------ Data for the task ------
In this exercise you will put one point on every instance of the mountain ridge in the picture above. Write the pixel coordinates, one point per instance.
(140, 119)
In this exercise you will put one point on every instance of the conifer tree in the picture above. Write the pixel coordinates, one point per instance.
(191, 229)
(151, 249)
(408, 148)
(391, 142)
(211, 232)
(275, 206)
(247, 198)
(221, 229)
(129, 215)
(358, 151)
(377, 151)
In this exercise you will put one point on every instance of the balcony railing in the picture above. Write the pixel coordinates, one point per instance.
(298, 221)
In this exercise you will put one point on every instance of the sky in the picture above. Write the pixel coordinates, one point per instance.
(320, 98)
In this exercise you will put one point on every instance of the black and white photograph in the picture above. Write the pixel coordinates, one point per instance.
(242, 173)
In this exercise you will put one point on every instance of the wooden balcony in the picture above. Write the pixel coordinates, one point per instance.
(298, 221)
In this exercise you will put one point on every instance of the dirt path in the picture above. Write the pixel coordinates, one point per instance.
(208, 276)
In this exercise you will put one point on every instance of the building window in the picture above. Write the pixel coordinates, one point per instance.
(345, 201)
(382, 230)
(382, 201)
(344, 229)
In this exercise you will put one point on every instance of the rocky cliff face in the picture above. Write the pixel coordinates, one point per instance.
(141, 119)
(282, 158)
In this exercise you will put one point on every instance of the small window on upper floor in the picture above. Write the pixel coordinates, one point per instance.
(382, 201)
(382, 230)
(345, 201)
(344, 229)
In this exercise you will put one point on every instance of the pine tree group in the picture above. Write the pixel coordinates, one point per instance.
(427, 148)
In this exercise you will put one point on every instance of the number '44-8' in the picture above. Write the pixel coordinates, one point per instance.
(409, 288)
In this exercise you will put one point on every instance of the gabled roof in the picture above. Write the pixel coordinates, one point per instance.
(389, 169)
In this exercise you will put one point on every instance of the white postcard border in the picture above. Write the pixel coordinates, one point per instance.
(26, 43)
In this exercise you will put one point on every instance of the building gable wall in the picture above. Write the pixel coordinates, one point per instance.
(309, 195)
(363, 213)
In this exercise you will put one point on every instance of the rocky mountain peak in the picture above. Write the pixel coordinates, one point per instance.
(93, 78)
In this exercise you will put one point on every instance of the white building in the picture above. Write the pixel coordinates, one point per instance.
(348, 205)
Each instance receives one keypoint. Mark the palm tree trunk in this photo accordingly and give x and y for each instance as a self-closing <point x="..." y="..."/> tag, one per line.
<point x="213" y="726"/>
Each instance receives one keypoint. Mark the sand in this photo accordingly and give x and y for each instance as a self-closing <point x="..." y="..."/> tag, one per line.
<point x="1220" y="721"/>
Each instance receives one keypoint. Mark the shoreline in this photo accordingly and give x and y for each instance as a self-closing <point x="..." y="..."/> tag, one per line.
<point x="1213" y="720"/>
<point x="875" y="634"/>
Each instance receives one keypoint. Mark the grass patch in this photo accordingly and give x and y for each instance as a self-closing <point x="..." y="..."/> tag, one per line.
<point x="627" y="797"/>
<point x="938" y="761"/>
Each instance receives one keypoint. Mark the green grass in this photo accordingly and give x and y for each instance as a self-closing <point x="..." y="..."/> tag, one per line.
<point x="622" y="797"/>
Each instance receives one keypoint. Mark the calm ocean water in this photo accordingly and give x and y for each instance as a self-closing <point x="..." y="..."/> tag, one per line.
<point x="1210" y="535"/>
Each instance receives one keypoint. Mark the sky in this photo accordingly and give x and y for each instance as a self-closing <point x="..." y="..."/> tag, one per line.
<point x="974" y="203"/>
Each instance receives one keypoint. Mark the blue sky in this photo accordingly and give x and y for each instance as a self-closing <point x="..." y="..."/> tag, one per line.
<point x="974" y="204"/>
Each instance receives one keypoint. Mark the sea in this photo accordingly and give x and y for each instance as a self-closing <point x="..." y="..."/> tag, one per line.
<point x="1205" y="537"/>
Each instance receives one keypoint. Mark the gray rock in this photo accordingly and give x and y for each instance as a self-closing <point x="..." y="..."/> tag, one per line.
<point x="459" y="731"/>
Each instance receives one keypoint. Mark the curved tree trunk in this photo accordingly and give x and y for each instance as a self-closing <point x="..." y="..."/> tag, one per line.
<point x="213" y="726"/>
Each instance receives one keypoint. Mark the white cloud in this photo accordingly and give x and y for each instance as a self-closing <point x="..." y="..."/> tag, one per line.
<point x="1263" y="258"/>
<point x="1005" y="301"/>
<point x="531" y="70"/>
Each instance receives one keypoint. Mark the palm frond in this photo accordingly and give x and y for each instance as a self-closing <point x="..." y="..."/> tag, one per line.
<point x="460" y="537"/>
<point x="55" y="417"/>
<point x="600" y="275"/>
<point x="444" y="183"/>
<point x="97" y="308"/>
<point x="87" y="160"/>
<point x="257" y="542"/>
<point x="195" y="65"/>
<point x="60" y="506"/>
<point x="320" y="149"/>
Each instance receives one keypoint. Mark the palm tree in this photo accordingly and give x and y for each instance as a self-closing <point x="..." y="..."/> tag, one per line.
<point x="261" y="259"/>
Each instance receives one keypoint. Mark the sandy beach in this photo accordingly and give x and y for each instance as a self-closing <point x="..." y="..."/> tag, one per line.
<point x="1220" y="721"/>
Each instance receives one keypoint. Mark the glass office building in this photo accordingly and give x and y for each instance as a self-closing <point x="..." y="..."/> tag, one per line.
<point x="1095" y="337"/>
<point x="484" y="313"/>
------
■ Exercise description
Your task is to reproduce all the material exactly as it stands.

■ Response to this exercise
In this exercise you will put one point on every instance of the mountain ridge in the picture above. Write the pixel coordinates, one point per instance.
(140, 119)
In this exercise you will put one point on every instance of the conifer tree in the picture above. Write the pixel coordinates, one point per instance.
(191, 229)
(151, 249)
(408, 148)
(391, 142)
(211, 232)
(275, 206)
(247, 198)
(221, 229)
(129, 215)
(358, 151)
(377, 151)
In this exercise you will put one point on every instance of the balcony railing in the picture above. Write the pixel coordinates, one point per instance.
(298, 221)
In this exercise you will put one point on every instance of the sky in the picture above. Write the pixel coordinates, one point per instance.
(320, 98)
In this exercise you will put one point on every instance of the black and white photograph in the picture above. Write the pixel coordinates, one point per instance.
(242, 173)
In this exercise you will put one point on every instance of the wooden balcony in the picture above. Write the pixel coordinates, one point per instance.
(298, 221)
In this exercise you will put one point on every instance of the dirt path in the picture above. Write the pixel coordinates, one point per instance.
(208, 276)
In this exercise you will put one point on every instance of the building window in the picture above. Write the pixel coordinates, one point per instance.
(345, 201)
(382, 230)
(382, 201)
(344, 229)
In this exercise you will put one point on every instance of the rocky cliff face in the picture above. Write the pixel coordinates, one point per instance.
(141, 119)
(282, 158)
In this exercise you will put one point on every instance of the small window on upper floor in the picture above. Write the pixel coordinates, one point per instance.
(382, 201)
(382, 230)
(345, 201)
(344, 229)
In this exercise you will put one point on every instance of the pine tree group in the picture above. Write the pixel coordinates, one point per instance.
(427, 148)
In this exercise you will put one point on every instance of the number '44-8' in the picture above. Write the pixel coordinates, one point per instance.
(409, 288)
In this exercise you will put one point on every instance of the gabled roof in the picture above. Write the pixel coordinates, one point per instance.
(389, 169)
In this exercise you will put one point on every instance of the white postcard border in the picture above. Write the pixel coordinates, one point per instance.
(26, 43)
In this exercise you will put one point on every instance of the building gable wall in the picture above. Write the pixel coordinates, one point per instance.
(309, 195)
(363, 213)
In this exercise you will put one point on every instance of the rocky mountain peak in the picture above. Write the pixel coordinates, one point per instance.
(93, 78)
In this exercise you will put one point on every instance of the white building in the picture above. Write the pixel coordinates, one point per instance.
(348, 205)
Each instance receives one keypoint. Mark the palm tree trunk in this photo accordingly and give x and y for each instance as a self-closing <point x="..." y="..."/> tag, one per line.
<point x="213" y="726"/>
Each instance receives one keypoint. Mark the sand in this photo accordingly and give x and y for each instance as a self-closing <point x="..." y="..."/> tag, one per line.
<point x="1220" y="721"/>
Each instance receives one keypoint. Mark the shoreline in this photo accordingly and give x and y for each instance as a self-closing <point x="..." y="..."/> tag, one per line.
<point x="1213" y="720"/>
<point x="875" y="634"/>
Each instance receives one keypoint. Mark the grass patch in this photo accordingly and give x and y for each instance as a self-closing <point x="..." y="..."/> tag, one per line.
<point x="627" y="797"/>
<point x="938" y="761"/>
Each instance receives one keypoint. Mark the green grass in this photo accordingly and give x and y for each instance as a self-closing <point x="..." y="..."/> tag, one per line.
<point x="622" y="797"/>
Each instance receives one keypoint. Mark the calm ocean water in this photo accordingly and give x and y for each instance as a self-closing <point x="..." y="..."/> tag, one per line.
<point x="1210" y="535"/>
Each instance receives one keypoint. Mark the sky in this photo accordingly and give x and y for each instance as a self-closing <point x="..." y="..."/> tag, one per line.
<point x="974" y="203"/>
Each instance receives one keypoint. Mark the blue sky in this photo accordingly and give x and y for each instance as a self-closing <point x="..." y="..."/> tag, one per line.
<point x="974" y="204"/>
Each instance receives one keypoint. Mark the sea in this photo accordingly and give x and y for each instance as a self-closing <point x="..." y="..."/> tag, one per line.
<point x="1205" y="537"/>
Each instance receives one keypoint. Mark the gray rock in this photo accordingly and give x and y for each instance as a self-closing <point x="..." y="..."/> tag, one per line.
<point x="459" y="731"/>
Each instance receives one keypoint. Mark the curved tree trunk in this photo accordingly and give x and y for each instance as a self-closing <point x="..." y="..."/> tag, one per line.
<point x="213" y="726"/>
Each instance receives one keypoint. Mark the white cloud in this photo accordingly and give x and y for each instance as a self-closing <point x="..." y="..."/> tag, one per line.
<point x="1263" y="258"/>
<point x="1005" y="301"/>
<point x="531" y="70"/>
Each instance receives one keypoint. Mark the palm frond in this photo accordingly and give x and y for each instance as a self-closing <point x="..." y="..."/> tag, one per line.
<point x="460" y="537"/>
<point x="55" y="417"/>
<point x="600" y="275"/>
<point x="444" y="183"/>
<point x="97" y="308"/>
<point x="87" y="160"/>
<point x="257" y="542"/>
<point x="195" y="65"/>
<point x="60" y="506"/>
<point x="320" y="149"/>
Each instance receives one keypoint. Mark the palm tree in this photo accordingly and give x and y for each instance as a self-closing <point x="..." y="..."/> tag, one per line.
<point x="261" y="259"/>
Each instance receives one keypoint. Mark the sandy beach in this photo accordingly and give x and y for each instance as a self-closing <point x="..." y="..."/> tag, one per line.
<point x="1220" y="721"/>
Each instance receives one keypoint. Mark the glass office building in this photo accordingly and give x and y for each instance as a self-closing <point x="..." y="..."/> tag, one per line.
<point x="1095" y="337"/>
<point x="484" y="313"/>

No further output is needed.